**Text segment**
******************************

Funding of £2.2m has been awarded to 43 projects as part of the new Information Sharing Challenge Fund.

The Department of Health launched the fund in August to support information sharing projects that can be replicated across the NHS through the interoperability toolkit.

The DH received 95 applications asking for a total of £5.6m and has awarded 43 projects at 38 trusts or NHS organisations funding of £2.19m.

Of these; 25 are clinical correspondence projects; seven are admission, discharge and transfer projects; five are related to telehealth; four are health and social care projects; and two are dashboard projects.

All must be completed by the end of March 2013 and trusts will be paid in instalments as they hit milestones along the way. The DH said 47 new vendor applications will be accredited due to the fund.

NHS Commissioning Board interim director of intelligence, patients and information directorate Bill McAvoy said the money marks “a significant leap forward in encouraging local innovation to allow for effective information sharing between NHS organisations, social services and the third sector.”

******************************

**Dataset**

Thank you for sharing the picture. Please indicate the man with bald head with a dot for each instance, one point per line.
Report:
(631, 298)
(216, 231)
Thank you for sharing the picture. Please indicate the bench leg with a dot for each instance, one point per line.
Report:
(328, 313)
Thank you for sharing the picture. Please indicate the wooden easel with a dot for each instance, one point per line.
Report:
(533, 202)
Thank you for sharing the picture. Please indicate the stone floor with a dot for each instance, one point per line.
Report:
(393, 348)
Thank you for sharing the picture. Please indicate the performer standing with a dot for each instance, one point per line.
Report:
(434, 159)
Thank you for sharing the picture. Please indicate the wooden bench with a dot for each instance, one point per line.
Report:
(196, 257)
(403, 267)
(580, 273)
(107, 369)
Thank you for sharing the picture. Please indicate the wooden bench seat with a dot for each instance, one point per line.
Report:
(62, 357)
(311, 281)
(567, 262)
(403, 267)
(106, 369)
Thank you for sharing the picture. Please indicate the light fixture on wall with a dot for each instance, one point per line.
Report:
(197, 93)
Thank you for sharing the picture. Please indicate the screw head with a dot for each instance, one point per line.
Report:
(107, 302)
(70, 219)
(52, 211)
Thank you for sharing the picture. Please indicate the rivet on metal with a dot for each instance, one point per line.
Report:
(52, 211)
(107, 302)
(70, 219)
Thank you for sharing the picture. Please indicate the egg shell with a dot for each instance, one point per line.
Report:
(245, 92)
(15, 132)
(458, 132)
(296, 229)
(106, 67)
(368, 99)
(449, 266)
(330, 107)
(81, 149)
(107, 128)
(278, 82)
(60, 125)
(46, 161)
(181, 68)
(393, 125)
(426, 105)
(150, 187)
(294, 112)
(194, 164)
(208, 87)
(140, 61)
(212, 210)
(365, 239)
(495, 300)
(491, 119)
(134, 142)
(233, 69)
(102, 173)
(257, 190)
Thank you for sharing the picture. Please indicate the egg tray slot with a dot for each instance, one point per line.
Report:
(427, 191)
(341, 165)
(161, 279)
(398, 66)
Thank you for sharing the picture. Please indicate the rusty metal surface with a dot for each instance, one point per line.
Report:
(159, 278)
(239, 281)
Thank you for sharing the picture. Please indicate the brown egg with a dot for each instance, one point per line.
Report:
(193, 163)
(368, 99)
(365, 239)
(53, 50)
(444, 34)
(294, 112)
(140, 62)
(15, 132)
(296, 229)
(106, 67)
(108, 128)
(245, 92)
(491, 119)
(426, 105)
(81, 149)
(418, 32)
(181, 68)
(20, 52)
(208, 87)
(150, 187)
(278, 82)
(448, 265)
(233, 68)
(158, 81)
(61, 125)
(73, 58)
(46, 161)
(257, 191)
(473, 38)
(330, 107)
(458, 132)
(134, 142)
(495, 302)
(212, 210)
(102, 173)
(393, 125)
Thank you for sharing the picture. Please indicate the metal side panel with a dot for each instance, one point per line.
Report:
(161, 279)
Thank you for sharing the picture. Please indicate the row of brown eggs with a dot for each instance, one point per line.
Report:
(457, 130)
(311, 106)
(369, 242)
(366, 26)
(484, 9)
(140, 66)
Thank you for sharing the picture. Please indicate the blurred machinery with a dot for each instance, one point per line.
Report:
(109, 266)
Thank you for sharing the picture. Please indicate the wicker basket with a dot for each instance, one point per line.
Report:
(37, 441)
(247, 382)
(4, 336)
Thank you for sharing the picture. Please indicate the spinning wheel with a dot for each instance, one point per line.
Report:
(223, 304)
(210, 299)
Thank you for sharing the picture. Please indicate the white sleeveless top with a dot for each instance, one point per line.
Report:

******************************

**Task list**
1: According to the article on the Information Sharing Challenge Fund, how many applications did the Department of Health receive?
2: Please rewrite the paragraph of the article on the Information Sharing Challenge Fund that begins "Of these; 25 are clinical correspondence projects" as a bulleted list.

**Solutions by task**
1: 95 applications.

2:
- Clinical correspondence: 25 projects
- Admission, discharge and transfer: 7 projects
- Telehealth: 5 projects
- Health and social care: 4 projects
- Dashboard: 2 projects